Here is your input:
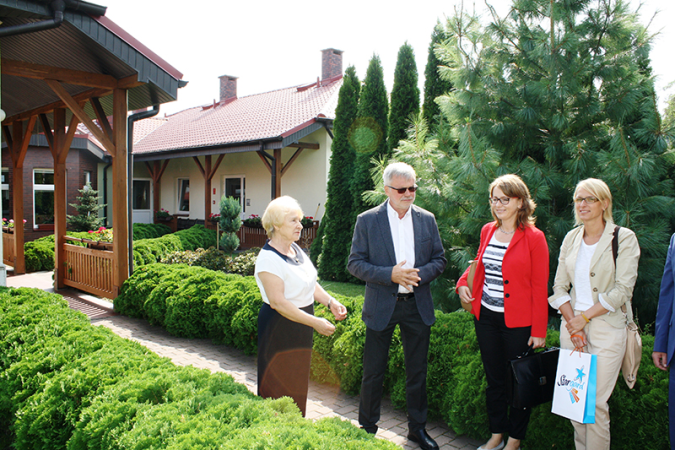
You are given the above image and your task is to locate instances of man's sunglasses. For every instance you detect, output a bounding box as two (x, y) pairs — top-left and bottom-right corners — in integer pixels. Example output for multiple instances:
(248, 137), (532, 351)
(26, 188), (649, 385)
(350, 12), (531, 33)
(387, 185), (417, 194)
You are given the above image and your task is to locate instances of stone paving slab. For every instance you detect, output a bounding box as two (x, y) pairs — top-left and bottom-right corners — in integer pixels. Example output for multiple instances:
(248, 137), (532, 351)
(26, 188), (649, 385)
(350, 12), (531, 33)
(92, 316), (481, 450)
(8, 274), (482, 450)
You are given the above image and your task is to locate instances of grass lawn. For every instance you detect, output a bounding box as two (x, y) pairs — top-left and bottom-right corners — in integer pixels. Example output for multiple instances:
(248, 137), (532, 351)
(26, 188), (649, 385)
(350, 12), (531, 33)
(319, 280), (366, 297)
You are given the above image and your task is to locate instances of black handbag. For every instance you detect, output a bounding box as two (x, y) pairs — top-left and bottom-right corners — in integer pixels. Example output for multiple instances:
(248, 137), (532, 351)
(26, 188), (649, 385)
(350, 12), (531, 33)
----
Rewrite all the rows above, replacing "bounding box" with "enclosing rectangle" each time it appears and keeping everything else the same. Leave the pictures out of your answer.

> _The answer_:
Here is your input:
You are given the above image and your task is to locate instances of man's sunglasses. For every instance you detect, output a enclosing rectangle as two (x, y) pairs — top-left and bottom-right corners — in integer pixels. Example output for multiple instances:
(248, 137), (532, 351)
(26, 188), (649, 385)
(350, 12), (531, 33)
(387, 185), (417, 194)
You are given the above image and your task is to locate instances of stone paving slab. For every instance you detect, output a enclosing rectangle as two (x, y) pairs — top-left and bottom-right corners — in integer pixels. Example output for multiple instances:
(248, 137), (532, 351)
(26, 188), (649, 385)
(350, 12), (531, 33)
(92, 316), (481, 450)
(8, 274), (482, 450)
You are given the above image and your task is to locate instances of grass lawn. For every instance you detect, output a enclosing rectangle as two (x, y) pairs — top-left and bottom-right corners — in integer pixels. Example output for multiple instances:
(248, 137), (532, 351)
(26, 188), (649, 385)
(350, 12), (531, 33)
(319, 280), (366, 297)
You are given the above image and your task is to locate instances of black handbag. For every instance you detect, output a enclosing rectangle as two (x, y) pairs — top-left and bottom-right corners — in integer pixels. Example output for multiple instances:
(248, 137), (532, 351)
(26, 188), (649, 385)
(350, 12), (531, 33)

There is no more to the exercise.